◆ WHAT TO WORK ON: Each record needs to be echoed exactly; can you do that?

Start of INPUT FOR THIS TASK

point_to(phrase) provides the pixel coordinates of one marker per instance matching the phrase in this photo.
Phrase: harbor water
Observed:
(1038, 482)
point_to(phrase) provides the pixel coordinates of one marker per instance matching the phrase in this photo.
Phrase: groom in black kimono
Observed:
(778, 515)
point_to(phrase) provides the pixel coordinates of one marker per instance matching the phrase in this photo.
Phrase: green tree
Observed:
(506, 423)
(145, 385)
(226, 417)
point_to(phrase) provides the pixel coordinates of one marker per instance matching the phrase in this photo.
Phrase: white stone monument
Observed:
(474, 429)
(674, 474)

End of INPUT FOR THIS TASK

◆ ANSWER FOR THE TASK:
point_to(phrase) provides the pixel coordinates of one marker per instance matching the phrase in this photo.
Phrase: harbor water
Observed:
(1038, 482)
point_to(phrase) provides the pixel coordinates of one marker per instance matching the phrase in this photo.
Phrase: groom in black kimono
Observed:
(778, 515)
point_to(phrase) provides the pixel coordinates of one marker per instance matching the phrase in this photo.
Phrase: green tree
Observed:
(506, 423)
(145, 385)
(226, 417)
point_to(phrase) provides the pixel coordinates of one marker per instance matching the phrase in this photo.
Phrase: white stone monument
Observed:
(474, 429)
(674, 474)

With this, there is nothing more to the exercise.